## ЗАДАНИЕ A:
Выпишите все строки, где встречается слово "short". Большие и маленькие буквы различаются.

## ТЕКСТ ДЛЯ ЧТЕНИЯ:
Русской эстетике XIX века такого рода противостояние двух видов искусств было знакомо как противостояние между эстетически слепым – утилитарным и эстетически зрячим – “чистым” искусством. “Чистое искусство”, или “искусство для искусства”, было представлено наиболее искушенными представителями русской культуры и понималось как такая форма человеческой деятельности, через которую, в гегелевской терминологии, происходит самопостижение абсолютной идеи. В эстетике возникшего на рубеже веков символизма акцент на духовно зрячем, серьезном искусстве в противоположность искусству натуралистическому, с одной стороны, и декадентскому, с другой, был артикулирован еще отчетливее. В работах Вячеслава Иванова и Андрея Белого впервые, собственно, и была сформулирована тема объективного и субъективного символизма. Основателем русской символистской эстетики и создателем концепции метафизического искусства был, как известно, Вл. Соловьев, который еще в конце XIX века писал, что задача подлинного искусства заключается в том, чтобы воплощать “содержание бытия и высший смысл жизни”. Он видел в искусстве выражение сущностных начал бытия, явленных через художника, и рассматривал искусство как одну из существенных форм воплощения “всемирной идеи”. Соловьев писал о глубинных метафизических основаниях искусства, воспринимаемых художником из “надсознательной области”.

## СТРОКИ ДЛЯ ОБРАБОТКИ:
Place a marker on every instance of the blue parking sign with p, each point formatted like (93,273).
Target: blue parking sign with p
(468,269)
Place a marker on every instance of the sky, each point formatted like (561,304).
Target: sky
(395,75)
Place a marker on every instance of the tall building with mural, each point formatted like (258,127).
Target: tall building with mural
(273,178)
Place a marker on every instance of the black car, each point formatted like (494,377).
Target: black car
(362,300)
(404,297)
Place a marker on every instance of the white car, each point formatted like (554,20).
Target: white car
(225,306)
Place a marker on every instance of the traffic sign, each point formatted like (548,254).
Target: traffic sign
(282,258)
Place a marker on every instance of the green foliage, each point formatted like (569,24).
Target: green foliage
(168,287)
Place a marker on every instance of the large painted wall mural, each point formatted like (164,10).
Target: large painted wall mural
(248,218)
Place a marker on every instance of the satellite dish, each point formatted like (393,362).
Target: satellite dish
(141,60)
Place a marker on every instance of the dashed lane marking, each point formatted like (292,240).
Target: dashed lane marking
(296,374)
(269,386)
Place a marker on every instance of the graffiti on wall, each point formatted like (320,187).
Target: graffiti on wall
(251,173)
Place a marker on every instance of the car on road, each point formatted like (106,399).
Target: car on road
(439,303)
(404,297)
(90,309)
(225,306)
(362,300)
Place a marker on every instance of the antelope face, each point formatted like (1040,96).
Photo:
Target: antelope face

==

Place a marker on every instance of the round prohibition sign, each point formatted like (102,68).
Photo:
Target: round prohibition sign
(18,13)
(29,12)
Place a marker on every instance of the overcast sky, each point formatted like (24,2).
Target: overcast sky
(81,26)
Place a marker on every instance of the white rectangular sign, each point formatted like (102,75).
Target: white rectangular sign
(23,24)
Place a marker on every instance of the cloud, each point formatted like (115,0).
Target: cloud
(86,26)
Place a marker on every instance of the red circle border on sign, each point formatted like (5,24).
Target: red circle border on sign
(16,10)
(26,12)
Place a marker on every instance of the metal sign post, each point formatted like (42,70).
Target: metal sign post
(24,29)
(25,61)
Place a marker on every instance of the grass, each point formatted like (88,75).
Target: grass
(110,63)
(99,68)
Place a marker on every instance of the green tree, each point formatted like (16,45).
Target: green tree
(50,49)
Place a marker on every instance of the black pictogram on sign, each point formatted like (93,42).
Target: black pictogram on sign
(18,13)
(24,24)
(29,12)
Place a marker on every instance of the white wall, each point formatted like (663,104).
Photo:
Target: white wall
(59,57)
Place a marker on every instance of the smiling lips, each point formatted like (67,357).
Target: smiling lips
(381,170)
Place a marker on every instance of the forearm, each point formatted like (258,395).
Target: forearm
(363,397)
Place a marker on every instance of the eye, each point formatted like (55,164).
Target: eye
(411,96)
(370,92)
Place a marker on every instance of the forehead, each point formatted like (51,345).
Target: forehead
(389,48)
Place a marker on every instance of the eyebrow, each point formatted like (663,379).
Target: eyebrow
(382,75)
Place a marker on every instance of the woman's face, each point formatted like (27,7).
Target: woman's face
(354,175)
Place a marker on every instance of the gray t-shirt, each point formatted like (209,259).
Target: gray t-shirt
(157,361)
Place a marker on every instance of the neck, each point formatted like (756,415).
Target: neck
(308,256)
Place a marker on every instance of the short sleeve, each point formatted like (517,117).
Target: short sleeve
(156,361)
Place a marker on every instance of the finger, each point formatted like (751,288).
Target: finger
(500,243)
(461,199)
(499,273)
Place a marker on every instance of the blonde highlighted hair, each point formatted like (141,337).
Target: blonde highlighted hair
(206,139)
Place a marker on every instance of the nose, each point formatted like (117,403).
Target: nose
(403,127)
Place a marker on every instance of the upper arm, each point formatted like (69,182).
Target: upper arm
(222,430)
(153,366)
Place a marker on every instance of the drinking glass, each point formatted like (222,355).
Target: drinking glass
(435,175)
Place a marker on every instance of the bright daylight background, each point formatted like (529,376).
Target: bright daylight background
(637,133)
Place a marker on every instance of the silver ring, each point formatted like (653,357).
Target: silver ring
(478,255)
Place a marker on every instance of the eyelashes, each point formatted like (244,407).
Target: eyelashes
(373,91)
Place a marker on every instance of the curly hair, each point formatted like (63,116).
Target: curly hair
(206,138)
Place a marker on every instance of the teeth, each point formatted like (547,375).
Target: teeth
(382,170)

## ЗАДАНИЕ B:
Кого текст о русской эстетике называет основателем русской символистской эстетики?

## РЕЗУЛЬТАТ A:
Place a marker on every instance of the short sleeve, each point formatted like (517,117).
Target: short sleeve

## РЕЗУЛЬТАТ B:
Вл. Соловьева.